How familiar are you with running a DNS server, or are you wanting this DNS configuration on public companies? I saw your other post regarding various DNS companies, but not necessarily DNS software.
>>Now, I feel the configuration is little confusing for me.
You're running a non-standard DNS configuration, so it will be a little confusing.
Whether the DDNS updates will happen without any problem?
The DNS servers will update fine, don't worry.
>>How this secondary NS will contact the primary NS for the zone transfer request?
They will use zone-file transfers. When you update the DNS zone on the master then the slave servers will get notified and download the new zone.

++++++++++

#### [PROMPT A]
Tally the lines in the records that contain the word "bleached", and give only that number.

#### [AVAILABLE DATA]
++++++++++

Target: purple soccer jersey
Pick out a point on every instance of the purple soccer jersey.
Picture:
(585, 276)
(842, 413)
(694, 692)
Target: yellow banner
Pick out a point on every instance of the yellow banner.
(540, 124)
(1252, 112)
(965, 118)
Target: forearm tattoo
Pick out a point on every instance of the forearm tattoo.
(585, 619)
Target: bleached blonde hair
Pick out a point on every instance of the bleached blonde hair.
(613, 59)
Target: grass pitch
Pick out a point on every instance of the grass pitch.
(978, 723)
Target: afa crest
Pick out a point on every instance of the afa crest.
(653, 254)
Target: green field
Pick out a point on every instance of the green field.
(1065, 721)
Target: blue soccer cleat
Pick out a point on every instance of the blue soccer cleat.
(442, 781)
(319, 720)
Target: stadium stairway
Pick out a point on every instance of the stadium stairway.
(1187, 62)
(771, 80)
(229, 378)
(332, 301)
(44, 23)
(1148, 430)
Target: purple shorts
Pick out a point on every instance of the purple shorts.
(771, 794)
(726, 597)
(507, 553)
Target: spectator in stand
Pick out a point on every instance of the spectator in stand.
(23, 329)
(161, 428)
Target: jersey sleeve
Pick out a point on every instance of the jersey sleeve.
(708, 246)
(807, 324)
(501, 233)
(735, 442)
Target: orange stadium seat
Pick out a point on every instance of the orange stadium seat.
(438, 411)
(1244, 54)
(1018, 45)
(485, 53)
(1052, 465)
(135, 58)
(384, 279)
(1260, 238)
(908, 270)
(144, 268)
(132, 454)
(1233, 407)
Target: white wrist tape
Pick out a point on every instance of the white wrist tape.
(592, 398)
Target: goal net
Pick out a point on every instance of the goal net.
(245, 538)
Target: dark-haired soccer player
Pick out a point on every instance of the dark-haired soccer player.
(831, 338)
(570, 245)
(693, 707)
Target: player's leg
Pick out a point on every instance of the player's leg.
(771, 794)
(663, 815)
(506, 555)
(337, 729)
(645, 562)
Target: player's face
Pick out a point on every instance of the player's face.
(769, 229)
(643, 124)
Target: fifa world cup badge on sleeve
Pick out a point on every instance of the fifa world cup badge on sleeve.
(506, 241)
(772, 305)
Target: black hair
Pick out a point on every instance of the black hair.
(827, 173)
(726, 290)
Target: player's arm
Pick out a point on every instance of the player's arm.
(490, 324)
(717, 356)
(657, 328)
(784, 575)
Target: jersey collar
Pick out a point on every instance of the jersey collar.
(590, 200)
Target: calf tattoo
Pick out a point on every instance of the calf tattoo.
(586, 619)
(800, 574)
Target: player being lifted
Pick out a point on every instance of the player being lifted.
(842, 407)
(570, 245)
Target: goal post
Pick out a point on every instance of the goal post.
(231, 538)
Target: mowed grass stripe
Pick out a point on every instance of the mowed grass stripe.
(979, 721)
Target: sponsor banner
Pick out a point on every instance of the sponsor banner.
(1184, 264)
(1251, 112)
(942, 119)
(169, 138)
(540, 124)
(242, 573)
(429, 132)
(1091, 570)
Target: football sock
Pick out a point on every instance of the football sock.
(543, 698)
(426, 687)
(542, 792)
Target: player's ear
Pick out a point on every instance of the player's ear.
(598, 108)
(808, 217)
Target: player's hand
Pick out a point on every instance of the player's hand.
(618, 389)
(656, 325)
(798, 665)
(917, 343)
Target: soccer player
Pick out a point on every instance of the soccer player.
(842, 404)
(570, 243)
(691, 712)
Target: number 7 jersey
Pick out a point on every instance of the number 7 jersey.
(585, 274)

++++++++++

#### [PROMPT B]
Please translate this sentence from the DNS forum reply into Spanish: "The DNS servers will update fine, don't worry."

#### [CORRECT OUTPUT A]
2

#### [CORRECT OUTPUT B]
Los servidores DNS se actualizarán sin problemas, no se preocupe.